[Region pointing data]
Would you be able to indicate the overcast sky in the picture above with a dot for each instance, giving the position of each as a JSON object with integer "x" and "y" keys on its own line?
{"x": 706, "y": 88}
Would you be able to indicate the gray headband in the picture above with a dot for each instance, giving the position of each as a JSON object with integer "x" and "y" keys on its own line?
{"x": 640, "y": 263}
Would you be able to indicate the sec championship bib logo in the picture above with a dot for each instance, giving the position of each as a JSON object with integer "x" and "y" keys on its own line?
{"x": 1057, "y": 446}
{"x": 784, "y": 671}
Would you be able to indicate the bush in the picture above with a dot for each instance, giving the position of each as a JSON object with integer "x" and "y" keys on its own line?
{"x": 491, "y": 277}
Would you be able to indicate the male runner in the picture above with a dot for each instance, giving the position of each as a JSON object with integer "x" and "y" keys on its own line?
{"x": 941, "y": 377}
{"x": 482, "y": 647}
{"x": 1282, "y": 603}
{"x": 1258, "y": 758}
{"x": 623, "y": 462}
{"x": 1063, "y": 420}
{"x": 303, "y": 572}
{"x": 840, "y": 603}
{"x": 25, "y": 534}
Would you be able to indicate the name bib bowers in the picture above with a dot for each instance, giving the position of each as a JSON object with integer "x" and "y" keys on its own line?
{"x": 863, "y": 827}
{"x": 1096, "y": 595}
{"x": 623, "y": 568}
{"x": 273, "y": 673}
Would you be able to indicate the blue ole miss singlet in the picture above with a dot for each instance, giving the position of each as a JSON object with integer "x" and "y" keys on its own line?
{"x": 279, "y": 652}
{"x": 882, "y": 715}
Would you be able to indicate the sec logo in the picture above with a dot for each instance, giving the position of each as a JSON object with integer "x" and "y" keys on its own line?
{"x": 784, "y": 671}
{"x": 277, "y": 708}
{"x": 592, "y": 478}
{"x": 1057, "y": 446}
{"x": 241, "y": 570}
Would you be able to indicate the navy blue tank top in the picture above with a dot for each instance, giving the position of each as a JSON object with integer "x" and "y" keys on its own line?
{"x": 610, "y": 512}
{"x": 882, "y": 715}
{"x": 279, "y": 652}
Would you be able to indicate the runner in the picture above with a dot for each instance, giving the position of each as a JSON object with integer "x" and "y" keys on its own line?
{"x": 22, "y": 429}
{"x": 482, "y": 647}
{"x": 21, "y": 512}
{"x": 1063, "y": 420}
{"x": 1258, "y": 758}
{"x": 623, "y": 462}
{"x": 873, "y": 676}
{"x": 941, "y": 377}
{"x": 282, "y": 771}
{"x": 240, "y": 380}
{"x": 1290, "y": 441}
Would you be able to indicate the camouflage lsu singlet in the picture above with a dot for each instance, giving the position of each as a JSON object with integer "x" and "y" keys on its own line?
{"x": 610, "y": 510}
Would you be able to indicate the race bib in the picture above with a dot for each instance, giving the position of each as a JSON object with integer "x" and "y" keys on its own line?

> _Try it_
Each line of the data is to be output exactly, with none skipped.

> _Solution for this problem_
Would you be able to indicate the overcast sky in the picture above with a dot for each instance, giving the position of each as a JSON object with integer "x" and "y" keys on its own line?
{"x": 706, "y": 88}
Would you be able to indicate the gray headband in the picture above with a dot for each instance, giving the position of each as a JSON object with integer "x" and "y" keys on its own line?
{"x": 640, "y": 263}
Would you be able to indicate the sec championship bib logo in the picture above with a dot for each instance, giving the position of each as a JSON object with integer "x" and "y" keys on its own line?
{"x": 1057, "y": 446}
{"x": 784, "y": 671}
Would you be able to indicate the bush in the picture above with a dot for each instance, giving the position of each as a JSON object with integer "x" and "y" keys on its own line?
{"x": 491, "y": 277}
Would you be able to indicate the male runner in the picture above with a dot for each instance, giving the position of each as a JSON object with integer "x" and "y" keys on its own line?
{"x": 941, "y": 377}
{"x": 482, "y": 647}
{"x": 1282, "y": 603}
{"x": 1258, "y": 758}
{"x": 623, "y": 462}
{"x": 1063, "y": 420}
{"x": 303, "y": 572}
{"x": 840, "y": 603}
{"x": 25, "y": 534}
Would you be able to indicate the name bib bowers in the picture above with a dot for each instance, giving the position of each as a JSON object with integer "x" and "y" keys on its own line?
{"x": 863, "y": 827}
{"x": 1096, "y": 595}
{"x": 623, "y": 568}
{"x": 273, "y": 673}
Would you be able to indicate the blue ole miss singlet in the picture above with a dot for each instance, giving the position of each as a JSON object with integer "x" and "y" keys on its own line?
{"x": 279, "y": 652}
{"x": 882, "y": 715}
Would you be able to indicate the sec logo in the picture above with a dot for each instance, giving the position of each as a JSON object with integer "x" and "y" keys on its own line?
{"x": 784, "y": 671}
{"x": 277, "y": 708}
{"x": 592, "y": 478}
{"x": 1057, "y": 446}
{"x": 241, "y": 570}
Would you be able to indicate the navy blue tank top in the picture above with a dot for each instance, giving the position of each as a JSON object with integer "x" and "y" keys on its own line?
{"x": 610, "y": 512}
{"x": 882, "y": 715}
{"x": 279, "y": 652}
Would you be able to indicate the runner in the picture above with a dot for each instance, giving the position of each as a JSON object with integer "x" and "y" keys on its own line?
{"x": 22, "y": 429}
{"x": 482, "y": 647}
{"x": 21, "y": 512}
{"x": 1063, "y": 420}
{"x": 1258, "y": 758}
{"x": 623, "y": 462}
{"x": 873, "y": 676}
{"x": 941, "y": 377}
{"x": 282, "y": 771}
{"x": 240, "y": 380}
{"x": 1290, "y": 441}
Would you be able to indicate the camouflage lsu singlet in the picture above with a dot for each instance, giving the position of each as a JSON object with integer "x" and "y" keys on its own line?
{"x": 610, "y": 510}
Would you be able to indicate the race bib in the picture above with a dot for each instance, giving the position of each as a JSON object with integer "x" and "y" keys on its own line?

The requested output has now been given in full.